## [Source records]

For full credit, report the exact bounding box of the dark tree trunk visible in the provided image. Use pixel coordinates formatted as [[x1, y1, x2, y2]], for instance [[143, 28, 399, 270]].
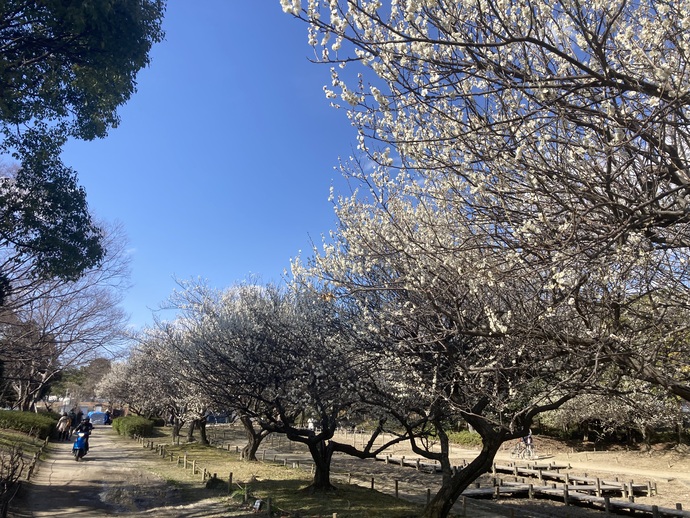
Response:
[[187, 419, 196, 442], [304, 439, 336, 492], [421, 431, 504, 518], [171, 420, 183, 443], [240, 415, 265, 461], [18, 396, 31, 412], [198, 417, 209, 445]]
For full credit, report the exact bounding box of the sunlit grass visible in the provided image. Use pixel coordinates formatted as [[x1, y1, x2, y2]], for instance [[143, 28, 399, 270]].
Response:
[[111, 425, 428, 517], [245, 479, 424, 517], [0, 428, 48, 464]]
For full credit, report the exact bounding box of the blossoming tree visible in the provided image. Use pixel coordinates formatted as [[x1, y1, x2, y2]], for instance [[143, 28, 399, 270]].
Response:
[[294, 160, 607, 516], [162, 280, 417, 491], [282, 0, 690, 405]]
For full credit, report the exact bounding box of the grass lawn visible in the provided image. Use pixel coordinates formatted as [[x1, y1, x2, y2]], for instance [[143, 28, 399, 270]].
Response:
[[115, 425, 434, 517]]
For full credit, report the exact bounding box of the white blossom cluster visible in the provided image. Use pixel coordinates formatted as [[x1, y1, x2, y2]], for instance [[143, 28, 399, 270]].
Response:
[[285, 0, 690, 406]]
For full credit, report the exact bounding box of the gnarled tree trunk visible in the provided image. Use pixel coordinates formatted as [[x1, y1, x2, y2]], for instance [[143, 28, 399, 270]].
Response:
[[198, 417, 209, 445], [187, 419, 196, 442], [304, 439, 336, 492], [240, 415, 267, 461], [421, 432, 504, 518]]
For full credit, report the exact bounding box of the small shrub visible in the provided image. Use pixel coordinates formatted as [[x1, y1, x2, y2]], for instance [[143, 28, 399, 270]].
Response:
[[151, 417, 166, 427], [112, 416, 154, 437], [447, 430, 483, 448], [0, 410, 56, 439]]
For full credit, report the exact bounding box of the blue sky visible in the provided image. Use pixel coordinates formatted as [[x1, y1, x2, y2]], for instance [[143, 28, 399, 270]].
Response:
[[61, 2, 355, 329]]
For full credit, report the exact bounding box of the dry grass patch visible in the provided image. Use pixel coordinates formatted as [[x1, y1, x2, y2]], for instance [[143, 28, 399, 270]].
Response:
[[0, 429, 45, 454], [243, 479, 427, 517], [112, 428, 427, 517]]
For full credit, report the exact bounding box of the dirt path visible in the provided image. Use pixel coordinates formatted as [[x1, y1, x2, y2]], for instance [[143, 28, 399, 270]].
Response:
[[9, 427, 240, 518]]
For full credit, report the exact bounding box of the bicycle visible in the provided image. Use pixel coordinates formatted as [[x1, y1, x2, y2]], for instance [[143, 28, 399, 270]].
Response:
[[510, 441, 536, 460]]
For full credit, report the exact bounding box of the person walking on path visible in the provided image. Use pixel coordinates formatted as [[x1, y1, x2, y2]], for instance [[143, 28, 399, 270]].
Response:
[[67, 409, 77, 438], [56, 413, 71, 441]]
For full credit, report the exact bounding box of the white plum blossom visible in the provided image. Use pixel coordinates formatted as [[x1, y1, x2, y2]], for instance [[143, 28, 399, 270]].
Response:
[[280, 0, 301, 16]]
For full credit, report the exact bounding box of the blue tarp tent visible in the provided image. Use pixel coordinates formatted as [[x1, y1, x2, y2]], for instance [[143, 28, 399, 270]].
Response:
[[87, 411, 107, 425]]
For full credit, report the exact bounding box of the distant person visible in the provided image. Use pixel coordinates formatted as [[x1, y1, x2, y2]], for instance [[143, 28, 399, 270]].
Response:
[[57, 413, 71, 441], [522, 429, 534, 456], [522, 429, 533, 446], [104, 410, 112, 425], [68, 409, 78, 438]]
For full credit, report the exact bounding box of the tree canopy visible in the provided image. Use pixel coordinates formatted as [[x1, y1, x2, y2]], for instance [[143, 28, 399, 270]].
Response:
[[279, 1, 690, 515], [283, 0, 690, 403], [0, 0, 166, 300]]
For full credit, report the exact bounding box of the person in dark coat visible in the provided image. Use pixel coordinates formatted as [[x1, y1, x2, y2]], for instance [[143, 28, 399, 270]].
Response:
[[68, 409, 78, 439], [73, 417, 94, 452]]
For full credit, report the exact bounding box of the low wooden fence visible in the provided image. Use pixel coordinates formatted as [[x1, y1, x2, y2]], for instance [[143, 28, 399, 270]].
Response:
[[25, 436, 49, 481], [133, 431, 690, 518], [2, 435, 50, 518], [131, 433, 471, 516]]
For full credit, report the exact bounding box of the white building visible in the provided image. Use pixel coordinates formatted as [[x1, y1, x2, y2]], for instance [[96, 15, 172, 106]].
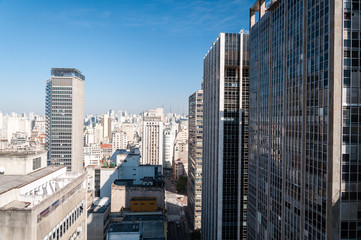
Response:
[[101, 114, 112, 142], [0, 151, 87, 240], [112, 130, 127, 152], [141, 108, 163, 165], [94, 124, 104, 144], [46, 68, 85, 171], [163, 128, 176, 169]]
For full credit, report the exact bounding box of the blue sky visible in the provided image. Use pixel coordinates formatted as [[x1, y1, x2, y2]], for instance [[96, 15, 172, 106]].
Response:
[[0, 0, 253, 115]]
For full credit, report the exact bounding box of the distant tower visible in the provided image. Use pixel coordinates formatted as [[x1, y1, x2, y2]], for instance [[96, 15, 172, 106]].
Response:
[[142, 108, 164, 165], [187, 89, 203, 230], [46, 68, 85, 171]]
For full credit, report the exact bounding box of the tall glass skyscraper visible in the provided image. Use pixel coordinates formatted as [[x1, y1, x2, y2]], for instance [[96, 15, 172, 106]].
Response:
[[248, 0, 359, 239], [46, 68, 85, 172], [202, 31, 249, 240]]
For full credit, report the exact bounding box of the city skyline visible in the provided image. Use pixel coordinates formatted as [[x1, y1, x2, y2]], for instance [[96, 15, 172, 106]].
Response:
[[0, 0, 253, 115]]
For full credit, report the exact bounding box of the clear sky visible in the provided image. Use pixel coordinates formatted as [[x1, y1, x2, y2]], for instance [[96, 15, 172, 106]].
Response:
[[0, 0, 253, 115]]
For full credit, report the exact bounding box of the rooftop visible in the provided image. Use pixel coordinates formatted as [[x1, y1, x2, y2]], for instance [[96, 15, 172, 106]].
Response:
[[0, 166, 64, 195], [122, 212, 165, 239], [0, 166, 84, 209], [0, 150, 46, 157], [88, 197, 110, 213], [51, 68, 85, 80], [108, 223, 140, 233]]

## [Work to complete]
Identify every line above with the string "dark" in it. Copy those lines.

## [Written solution]
For full credit, report the exact bounding box of the dark tree trunk visible in the provided image. Use pixel coordinates formatted as [[x1, y1, x2, y2]], for instance [[143, 28, 399, 270]].
For full credit, report the exact bounding box of the person in dark coat visible in the provided image. Use pixel coordinates formatted as [[x1, y1, x2, y2]], for instance [[143, 28, 399, 270]].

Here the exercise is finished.